**Goal of the exercise:**
List every line of the entries below that contains the string "hillside", matching case exactly.

**** Supplied entries ****

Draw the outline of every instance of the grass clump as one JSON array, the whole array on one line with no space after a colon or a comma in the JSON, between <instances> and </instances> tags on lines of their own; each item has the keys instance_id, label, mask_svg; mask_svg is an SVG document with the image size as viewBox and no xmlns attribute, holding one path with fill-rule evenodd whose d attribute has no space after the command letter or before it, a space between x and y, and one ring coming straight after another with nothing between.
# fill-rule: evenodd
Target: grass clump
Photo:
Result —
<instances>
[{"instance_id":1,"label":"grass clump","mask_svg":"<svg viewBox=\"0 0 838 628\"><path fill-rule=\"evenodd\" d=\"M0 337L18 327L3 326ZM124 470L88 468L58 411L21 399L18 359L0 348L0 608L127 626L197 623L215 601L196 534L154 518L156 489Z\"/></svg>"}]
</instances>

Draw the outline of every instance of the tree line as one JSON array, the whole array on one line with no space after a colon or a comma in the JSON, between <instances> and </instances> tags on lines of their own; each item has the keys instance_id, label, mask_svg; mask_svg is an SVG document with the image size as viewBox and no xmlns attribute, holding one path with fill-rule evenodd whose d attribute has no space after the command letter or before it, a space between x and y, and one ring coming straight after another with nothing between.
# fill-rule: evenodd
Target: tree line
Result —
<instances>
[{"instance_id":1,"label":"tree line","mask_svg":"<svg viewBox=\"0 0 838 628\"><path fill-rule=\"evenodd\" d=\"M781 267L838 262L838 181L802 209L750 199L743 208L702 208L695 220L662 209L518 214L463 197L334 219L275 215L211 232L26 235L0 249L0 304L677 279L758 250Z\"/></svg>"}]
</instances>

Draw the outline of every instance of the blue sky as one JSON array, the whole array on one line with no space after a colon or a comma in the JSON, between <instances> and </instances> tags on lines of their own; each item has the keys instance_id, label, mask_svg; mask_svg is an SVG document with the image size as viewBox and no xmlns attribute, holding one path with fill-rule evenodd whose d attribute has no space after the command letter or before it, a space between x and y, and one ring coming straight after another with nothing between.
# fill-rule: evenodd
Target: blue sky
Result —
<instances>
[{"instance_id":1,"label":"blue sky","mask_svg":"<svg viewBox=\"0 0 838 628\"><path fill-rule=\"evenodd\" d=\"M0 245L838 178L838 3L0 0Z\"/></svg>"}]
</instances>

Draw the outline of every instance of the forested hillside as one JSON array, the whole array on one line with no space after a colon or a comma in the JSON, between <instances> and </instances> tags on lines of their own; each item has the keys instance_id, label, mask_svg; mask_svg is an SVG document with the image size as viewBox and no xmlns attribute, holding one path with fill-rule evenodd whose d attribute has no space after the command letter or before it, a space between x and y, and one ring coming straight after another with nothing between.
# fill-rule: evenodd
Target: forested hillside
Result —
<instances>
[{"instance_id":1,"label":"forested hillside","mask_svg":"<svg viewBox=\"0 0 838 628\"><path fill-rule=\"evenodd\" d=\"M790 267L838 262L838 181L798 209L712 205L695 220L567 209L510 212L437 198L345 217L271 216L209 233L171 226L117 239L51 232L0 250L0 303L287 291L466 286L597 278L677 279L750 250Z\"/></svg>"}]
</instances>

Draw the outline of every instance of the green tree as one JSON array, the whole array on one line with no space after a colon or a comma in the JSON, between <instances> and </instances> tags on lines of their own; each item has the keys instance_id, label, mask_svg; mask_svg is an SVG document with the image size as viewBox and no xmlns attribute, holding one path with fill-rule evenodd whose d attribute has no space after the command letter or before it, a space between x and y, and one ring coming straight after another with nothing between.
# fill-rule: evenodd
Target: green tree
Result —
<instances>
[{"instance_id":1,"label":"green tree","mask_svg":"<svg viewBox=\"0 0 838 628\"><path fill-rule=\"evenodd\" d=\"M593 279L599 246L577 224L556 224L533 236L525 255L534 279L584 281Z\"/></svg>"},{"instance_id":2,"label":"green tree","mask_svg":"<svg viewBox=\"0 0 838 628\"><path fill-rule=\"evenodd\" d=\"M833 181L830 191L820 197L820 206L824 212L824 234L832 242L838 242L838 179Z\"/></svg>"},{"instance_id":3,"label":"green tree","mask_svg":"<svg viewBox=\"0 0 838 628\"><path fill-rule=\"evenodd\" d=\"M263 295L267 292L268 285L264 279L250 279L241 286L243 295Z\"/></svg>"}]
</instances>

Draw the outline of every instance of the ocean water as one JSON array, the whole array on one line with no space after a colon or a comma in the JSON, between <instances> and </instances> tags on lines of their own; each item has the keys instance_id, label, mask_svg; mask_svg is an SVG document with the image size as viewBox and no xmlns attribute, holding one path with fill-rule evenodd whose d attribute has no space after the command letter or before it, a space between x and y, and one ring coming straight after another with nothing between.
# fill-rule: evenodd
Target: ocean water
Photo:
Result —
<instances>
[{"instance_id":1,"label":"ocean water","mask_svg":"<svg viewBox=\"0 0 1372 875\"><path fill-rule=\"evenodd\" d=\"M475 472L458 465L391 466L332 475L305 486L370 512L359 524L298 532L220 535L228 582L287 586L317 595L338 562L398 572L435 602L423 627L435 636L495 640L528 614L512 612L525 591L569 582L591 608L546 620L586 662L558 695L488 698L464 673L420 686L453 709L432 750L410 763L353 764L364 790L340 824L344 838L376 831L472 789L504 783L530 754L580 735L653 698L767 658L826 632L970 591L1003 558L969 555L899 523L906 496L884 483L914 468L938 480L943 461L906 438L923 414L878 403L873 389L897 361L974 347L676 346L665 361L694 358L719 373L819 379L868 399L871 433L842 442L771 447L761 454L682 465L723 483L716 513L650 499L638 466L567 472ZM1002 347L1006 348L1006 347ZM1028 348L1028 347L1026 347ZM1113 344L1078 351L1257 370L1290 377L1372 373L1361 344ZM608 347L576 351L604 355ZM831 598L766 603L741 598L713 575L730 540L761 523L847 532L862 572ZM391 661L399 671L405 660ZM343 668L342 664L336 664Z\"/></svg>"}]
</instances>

****

**Solution for this problem:**
Draw the outline of every instance of the forested hillside as one JSON array, the whole array on one line with no space after a colon or a comma in the JSON, between <instances> and </instances> tags on lines of their own; each item has the keys instance_id, label, mask_svg; mask_svg is an SVG document with the image size as viewBox and no xmlns attribute, holding one path with fill-rule evenodd whose d attribute has no space after the command letter or before it, a space between x and y, and one ring coming straight after another with nothing between.
Target: forested hillside
[{"instance_id":1,"label":"forested hillside","mask_svg":"<svg viewBox=\"0 0 838 628\"><path fill-rule=\"evenodd\" d=\"M790 267L838 262L838 181L798 209L712 205L695 220L567 209L510 212L437 198L345 217L271 216L209 233L171 226L117 239L51 232L0 250L0 303L287 291L466 286L597 278L677 279L750 250Z\"/></svg>"}]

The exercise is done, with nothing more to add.